— start Records for the task —

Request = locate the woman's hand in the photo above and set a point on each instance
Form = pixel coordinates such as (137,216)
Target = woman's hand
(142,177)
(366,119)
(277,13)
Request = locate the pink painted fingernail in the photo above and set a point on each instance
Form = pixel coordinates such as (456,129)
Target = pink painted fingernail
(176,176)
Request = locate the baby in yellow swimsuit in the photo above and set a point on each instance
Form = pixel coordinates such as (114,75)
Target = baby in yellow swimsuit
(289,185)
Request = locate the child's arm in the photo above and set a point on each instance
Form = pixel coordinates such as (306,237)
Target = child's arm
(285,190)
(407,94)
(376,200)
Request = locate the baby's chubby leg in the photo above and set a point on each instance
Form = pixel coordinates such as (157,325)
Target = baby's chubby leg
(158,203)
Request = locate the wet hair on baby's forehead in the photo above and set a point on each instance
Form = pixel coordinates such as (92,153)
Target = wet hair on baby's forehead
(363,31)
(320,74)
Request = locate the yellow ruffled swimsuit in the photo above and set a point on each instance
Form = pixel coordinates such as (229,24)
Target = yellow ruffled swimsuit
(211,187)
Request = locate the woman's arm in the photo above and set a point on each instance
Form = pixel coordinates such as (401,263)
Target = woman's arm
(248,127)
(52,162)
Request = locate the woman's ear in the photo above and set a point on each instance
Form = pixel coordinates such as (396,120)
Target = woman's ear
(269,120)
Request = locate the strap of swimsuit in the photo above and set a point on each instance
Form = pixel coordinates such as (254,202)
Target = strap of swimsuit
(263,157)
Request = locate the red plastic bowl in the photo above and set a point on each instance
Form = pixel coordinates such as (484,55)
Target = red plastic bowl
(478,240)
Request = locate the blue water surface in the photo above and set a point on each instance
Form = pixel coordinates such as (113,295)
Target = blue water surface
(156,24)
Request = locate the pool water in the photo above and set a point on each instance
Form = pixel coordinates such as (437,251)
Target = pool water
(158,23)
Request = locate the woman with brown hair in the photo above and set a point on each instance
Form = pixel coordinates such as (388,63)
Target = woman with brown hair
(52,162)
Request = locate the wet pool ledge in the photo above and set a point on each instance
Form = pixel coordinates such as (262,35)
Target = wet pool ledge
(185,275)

— end Records for the task —

Reproduce the entries from the line with "Request = locate the blue" through the last entry, changing "set a point" to "place a marker" and leaving everything else unchanged.

_Result for this task_.
Request = locate the blue water surface in the photo above and place a marker on each instance
Form = pixel coordinates such as (113,295)
Target = blue water surface
(156,24)
Request = locate the pool water in the photo above and place a marker on each instance
Form = pixel coordinates such as (437,251)
Target = pool water
(158,23)
Request = locate the woman with brown hair in the photo above and place a marker on each instance
Form = pixel coordinates such as (388,63)
Target = woman with brown hair
(52,162)
Request = locate the wet pool ledge in the photo above and place a marker on each instance
Form = pixel coordinates such as (262,35)
Target = wet pool ledge
(185,275)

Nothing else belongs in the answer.